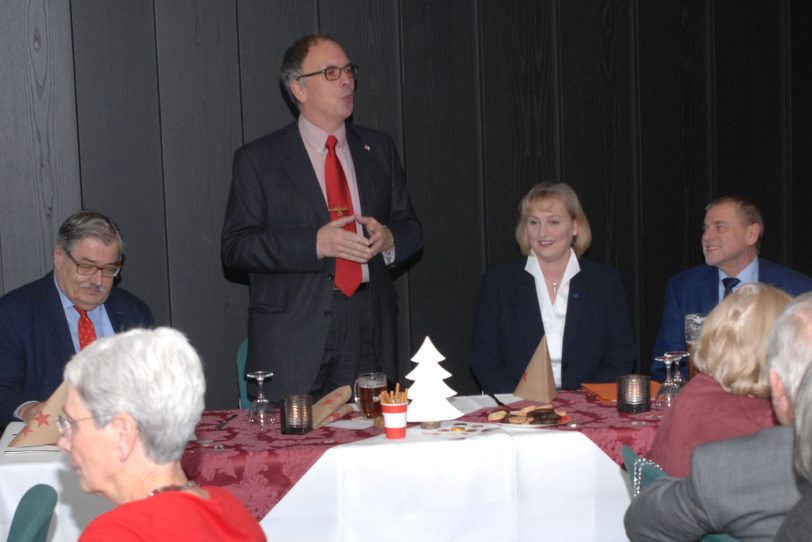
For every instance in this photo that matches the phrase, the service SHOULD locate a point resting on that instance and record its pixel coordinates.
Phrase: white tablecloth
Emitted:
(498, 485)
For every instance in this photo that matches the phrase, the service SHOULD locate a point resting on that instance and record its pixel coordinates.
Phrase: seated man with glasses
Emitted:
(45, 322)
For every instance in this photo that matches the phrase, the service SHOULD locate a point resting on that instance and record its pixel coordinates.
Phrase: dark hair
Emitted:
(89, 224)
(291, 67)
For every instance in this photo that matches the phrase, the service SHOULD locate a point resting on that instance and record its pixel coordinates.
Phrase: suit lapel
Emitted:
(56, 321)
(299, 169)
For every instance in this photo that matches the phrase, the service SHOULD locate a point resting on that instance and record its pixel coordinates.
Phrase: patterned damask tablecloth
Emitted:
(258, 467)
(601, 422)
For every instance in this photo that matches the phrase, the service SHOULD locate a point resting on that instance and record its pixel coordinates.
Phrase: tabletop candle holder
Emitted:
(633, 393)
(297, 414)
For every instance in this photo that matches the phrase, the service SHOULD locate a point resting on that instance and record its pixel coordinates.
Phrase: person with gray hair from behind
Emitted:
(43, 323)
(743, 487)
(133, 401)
★ ★ ★ ★ ★
> [Task to complete]
Check the listing for the word "tablecloth". Show each line that has it.

> [Reply to the task]
Phrase: white tablecloth
Phrase: patterned damask tablecloth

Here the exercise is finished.